In your answer, print each of the records below exactly.

START Given entries

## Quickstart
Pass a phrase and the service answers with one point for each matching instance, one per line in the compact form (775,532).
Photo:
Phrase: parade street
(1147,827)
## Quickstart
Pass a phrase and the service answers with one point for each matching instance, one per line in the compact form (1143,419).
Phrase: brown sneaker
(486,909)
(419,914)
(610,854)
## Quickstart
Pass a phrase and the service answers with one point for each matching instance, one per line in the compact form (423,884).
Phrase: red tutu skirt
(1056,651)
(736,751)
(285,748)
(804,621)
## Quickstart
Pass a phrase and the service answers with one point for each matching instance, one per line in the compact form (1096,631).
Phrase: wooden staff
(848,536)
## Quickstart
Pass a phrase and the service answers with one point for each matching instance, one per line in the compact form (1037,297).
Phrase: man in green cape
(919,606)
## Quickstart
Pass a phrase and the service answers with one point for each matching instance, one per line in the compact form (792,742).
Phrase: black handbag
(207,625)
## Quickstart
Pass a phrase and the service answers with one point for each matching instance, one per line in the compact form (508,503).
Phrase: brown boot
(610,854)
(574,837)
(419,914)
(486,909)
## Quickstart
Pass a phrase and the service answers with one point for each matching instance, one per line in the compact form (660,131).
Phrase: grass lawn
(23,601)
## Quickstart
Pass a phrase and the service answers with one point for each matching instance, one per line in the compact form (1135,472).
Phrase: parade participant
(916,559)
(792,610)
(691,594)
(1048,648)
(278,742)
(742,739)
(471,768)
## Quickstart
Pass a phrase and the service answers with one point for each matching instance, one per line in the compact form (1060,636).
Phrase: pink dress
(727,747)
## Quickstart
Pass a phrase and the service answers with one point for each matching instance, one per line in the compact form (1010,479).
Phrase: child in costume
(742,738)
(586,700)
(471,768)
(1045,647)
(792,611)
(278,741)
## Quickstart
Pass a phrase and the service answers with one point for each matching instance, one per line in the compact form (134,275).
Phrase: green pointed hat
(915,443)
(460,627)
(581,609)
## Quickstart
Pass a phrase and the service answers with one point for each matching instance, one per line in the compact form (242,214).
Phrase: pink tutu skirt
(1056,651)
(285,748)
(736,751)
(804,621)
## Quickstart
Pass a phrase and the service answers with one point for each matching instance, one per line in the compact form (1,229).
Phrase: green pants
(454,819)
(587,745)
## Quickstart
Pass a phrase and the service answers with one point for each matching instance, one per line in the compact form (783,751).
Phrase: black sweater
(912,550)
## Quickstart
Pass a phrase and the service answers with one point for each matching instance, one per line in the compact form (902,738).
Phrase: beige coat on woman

END Given entries

[Result of this exercise]:
## Quickstart
Pass a phrase and the service answers with one point for each matching instance, one per line in the compact form (775,532).
Photo:
Phrase: parade street
(1147,827)
## Quickstart
Pass a phrase and the service answers with one point for each matching instance, one per line in the compact form (1143,419).
Phrase: brown sneaker
(486,909)
(419,914)
(610,854)
## Quickstart
Pass a phrase and the service answers with one point for each matching instance, one per line in the compact form (423,884).
Phrase: red tutu skirt
(1056,651)
(736,751)
(285,748)
(804,621)
## Quickstart
Pass a phrase and the service answers with one point for each matching instance, one per line in the compact form (1096,631).
Phrase: wooden staff
(848,536)
## Quickstart
Pass a phrase and the service answers with one point for each matching instance, one per line in the compact form (1037,297).
Phrase: man in green cape
(919,606)
## Quickstart
Pass a phrase and the service answers with one point for each matching instance, one per line in the compact form (792,742).
Phrase: black handbag
(207,625)
## Quickstart
Pass a phrase and the service answers with one point for each matching instance, one per line in the compact form (508,503).
Phrase: brown boot
(610,854)
(574,837)
(419,914)
(486,909)
## Quickstart
Pass a phrase and the service answers with one point for each matching instance, one per line in the compact form (660,131).
Phrase: grass lawn
(23,601)
## Quickstart
Pass a phrase and the service answers with one point for each matching instance, one per line in the compact form (1135,472).
Phrase: parade participant
(916,559)
(792,610)
(691,594)
(1048,648)
(278,742)
(742,739)
(471,768)
## Quickstart
Pass a phrase and the service answers with one point for each matching instance, one per line in the compact form (1060,636).
Phrase: pink dress
(727,747)
## Quickstart
Pass a phrase and the service answers with one point for each matching instance, one per line in the compact form (1010,479).
Phrase: child in costume
(742,738)
(586,700)
(471,768)
(1045,647)
(792,611)
(278,741)
## Quickstart
Pass a phrase and the service answers with one point for each matching instance, one per line in the compact form (134,275).
Phrase: green pointed hat
(915,443)
(460,627)
(581,609)
## Quickstart
Pass a phrase and the service answers with one point for each matching instance, one per line in the compact form (242,214).
Phrase: pink tutu skirt
(1056,651)
(285,748)
(736,751)
(804,621)
## Quickstart
Pass a phrase and the service answers with one point for each matching instance, one per line in the compact form (1,229).
Phrase: green pants
(454,819)
(587,745)
## Quickstart
Pass a phrase and the service answers with one point for each matching instance, one per line in the compact form (783,751).
Phrase: black sweater
(912,550)
## Quickstart
Pass a phrase and the service answers with one point for each matching instance, one per line in the compact form (902,738).
Phrase: beige coat on woman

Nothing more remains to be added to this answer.